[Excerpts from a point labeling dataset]
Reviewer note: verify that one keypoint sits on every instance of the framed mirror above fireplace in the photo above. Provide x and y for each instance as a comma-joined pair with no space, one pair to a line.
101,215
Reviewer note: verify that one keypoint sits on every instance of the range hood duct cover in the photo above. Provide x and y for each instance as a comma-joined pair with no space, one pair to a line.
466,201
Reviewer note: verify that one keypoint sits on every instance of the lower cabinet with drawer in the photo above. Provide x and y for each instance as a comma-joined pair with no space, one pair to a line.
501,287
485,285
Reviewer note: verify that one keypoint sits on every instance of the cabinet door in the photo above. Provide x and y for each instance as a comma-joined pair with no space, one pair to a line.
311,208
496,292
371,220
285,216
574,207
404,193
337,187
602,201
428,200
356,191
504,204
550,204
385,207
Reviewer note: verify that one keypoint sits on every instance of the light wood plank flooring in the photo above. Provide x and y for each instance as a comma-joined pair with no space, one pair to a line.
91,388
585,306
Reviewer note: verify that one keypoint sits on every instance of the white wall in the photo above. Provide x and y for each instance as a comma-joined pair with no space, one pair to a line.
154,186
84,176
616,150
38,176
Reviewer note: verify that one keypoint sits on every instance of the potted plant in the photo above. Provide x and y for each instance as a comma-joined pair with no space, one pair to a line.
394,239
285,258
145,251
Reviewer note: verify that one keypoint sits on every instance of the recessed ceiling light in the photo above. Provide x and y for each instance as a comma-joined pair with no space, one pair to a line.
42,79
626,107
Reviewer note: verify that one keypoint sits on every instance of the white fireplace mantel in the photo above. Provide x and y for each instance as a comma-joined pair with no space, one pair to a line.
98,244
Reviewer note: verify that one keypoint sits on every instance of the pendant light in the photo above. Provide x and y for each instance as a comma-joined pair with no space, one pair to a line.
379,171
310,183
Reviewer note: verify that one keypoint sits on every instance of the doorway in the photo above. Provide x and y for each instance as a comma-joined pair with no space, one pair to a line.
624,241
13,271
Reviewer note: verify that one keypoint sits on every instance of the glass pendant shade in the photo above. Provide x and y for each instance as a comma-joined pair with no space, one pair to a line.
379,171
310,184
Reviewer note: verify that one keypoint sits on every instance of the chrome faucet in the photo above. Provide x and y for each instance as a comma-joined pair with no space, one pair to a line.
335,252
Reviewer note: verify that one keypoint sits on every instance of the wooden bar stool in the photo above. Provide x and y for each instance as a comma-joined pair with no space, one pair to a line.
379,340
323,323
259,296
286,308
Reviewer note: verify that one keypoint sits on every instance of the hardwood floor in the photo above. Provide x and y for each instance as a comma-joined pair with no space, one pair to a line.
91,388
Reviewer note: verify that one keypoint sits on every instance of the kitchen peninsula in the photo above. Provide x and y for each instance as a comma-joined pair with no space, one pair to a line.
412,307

→ The exercise
Starting at the line containing "of the kitchen" and ending at the last line of the records, write out every line again, with each coordinate shifted by adding 52 to it and all other text left as it stands.

→ Reply to the exercise
Reviewer note: verify that one keypoint sits on every instance of the kitchen peninsula in the photo above. Provide x and y for each instance as a comma-joined pair with no space, one pair to a line.
464,359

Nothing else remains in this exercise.